§ **Written problem**
Transcribe all of the records precisely as they are presented.

§ **Working data**
········

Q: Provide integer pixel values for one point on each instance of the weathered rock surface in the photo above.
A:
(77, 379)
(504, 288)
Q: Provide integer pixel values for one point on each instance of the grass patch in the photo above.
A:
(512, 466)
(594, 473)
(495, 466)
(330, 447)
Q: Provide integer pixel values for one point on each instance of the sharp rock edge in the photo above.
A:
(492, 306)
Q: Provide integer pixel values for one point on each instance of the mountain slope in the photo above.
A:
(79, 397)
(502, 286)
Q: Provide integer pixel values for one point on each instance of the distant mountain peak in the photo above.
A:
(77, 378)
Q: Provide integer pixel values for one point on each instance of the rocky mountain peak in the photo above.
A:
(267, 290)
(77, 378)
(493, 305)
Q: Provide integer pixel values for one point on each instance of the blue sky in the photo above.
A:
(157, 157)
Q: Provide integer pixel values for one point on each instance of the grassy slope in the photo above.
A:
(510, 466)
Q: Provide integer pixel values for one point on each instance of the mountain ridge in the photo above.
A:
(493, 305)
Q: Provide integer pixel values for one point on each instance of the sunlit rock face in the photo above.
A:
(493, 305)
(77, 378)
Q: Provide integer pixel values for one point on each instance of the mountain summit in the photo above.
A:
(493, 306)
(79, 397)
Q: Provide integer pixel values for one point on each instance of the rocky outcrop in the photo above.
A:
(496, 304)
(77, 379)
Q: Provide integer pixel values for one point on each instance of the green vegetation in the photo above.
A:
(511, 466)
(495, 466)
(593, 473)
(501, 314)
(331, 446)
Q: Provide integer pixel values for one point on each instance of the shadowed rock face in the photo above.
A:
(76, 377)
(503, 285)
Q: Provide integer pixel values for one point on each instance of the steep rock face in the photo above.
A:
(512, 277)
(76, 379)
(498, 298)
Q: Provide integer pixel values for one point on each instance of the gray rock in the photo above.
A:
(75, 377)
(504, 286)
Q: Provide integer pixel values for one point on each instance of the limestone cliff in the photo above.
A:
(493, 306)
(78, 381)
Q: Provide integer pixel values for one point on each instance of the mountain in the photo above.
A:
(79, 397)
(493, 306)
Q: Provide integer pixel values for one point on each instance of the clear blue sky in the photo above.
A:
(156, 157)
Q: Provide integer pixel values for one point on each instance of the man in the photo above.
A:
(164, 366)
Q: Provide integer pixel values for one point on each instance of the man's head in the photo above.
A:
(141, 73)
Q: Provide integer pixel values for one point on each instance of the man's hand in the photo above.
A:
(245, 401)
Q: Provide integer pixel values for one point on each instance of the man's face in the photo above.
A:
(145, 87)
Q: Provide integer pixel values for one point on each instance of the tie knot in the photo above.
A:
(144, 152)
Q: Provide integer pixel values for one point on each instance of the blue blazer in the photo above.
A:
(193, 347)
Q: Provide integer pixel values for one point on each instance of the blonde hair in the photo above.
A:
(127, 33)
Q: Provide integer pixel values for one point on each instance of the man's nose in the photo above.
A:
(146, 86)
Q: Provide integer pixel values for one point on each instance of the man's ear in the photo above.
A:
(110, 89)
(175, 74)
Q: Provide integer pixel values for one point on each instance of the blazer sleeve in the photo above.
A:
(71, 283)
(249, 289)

········

§ **Output of the task**
Q: Provide integer pixel values for one point on each instance of the weathered rock surface in the photo above.
A:
(77, 379)
(504, 288)
Q: Provide integer pixel values for one point on each instance of the grass patch in the photo above.
A:
(512, 466)
(594, 473)
(495, 466)
(330, 447)
Q: Provide integer pixel values for one point on each instance of the sharp rock edge in the photo above.
A:
(492, 306)
Q: Provide integer pixel values for one point on each instance of the mountain slope in the photo above.
A:
(79, 397)
(502, 286)
Q: Provide integer pixel values for one point on each instance of the distant mountain peak in the photo above.
A:
(77, 378)
Q: Provide integer pixel values for one point on each instance of the rocky mountain peak in the photo above.
A:
(267, 290)
(77, 378)
(493, 305)
Q: Provide integer pixel values for one point on each instance of the blue sky in the photo above.
A:
(157, 157)
Q: Provide integer pixel values for one point on each instance of the grassy slope in the photo above.
A:
(510, 466)
Q: Provide integer pixel values for one point on each instance of the mountain ridge in the photo above.
A:
(493, 305)
Q: Provide integer pixel values for one point on each instance of the sunlit rock face in the photo above.
A:
(493, 305)
(77, 378)
Q: Provide integer pixel values for one point on each instance of the mountain summit in the photo above.
A:
(493, 306)
(79, 397)
Q: Provide integer pixel values for one point on each instance of the rocky outcrop in the photo above.
A:
(496, 304)
(77, 379)
Q: Provide integer pixel values for one point on each instance of the green vegetation in the photo above.
A:
(511, 466)
(495, 466)
(593, 473)
(501, 314)
(331, 446)
Q: Provide integer pixel values for one point on each instance of the shadowed rock face in the photo above.
A:
(76, 377)
(503, 285)
Q: Provide integer pixel values for one point on each instance of the steep rock face in the photo above.
A:
(512, 277)
(76, 379)
(498, 298)
Q: Provide integer pixel values for one point on each instance of the gray rock in the photo above.
A:
(75, 377)
(504, 286)
Q: Provide integer pixel values for one point on each instance of the limestone cliff in the photo above.
A:
(493, 306)
(78, 381)
Q: Provide integer pixel values for one point on each instance of the mountain in the photo above.
A:
(79, 397)
(493, 306)
Q: Provide integer pixel values for one point on each instance of the clear blue sky in the photo above.
A:
(156, 157)
Q: Provide integer pixel values for one point on each instance of the man in the photo above.
A:
(164, 366)
Q: Provide integer pixel values for one point on each instance of the man's head in the photo above.
A:
(141, 73)
Q: Provide integer pixel values for one point on each instance of the man's hand in the photo above.
A:
(245, 401)
Q: Provide integer pixel values for one point on each instance of the man's face in the photo above.
A:
(145, 87)
Q: Provide integer pixel values for one point on each instance of the tie knot in the photo above.
A:
(144, 152)
Q: Provide integer pixel values for one point on each instance of the blue blazer in the photo above.
A:
(193, 347)
Q: Provide integer pixel values for one point on each instance of the blonde hair in the photo above.
A:
(127, 33)
Q: Provide integer pixel values for one point on each instance of the man's nose in the photo above.
A:
(146, 86)
Q: Provide integer pixel values for one point on each instance of the man's ear in the photo above.
A:
(110, 89)
(175, 74)
Q: Provide integer pixel values for one point on each instance of the blazer sleeve in the photo above.
A:
(71, 283)
(249, 289)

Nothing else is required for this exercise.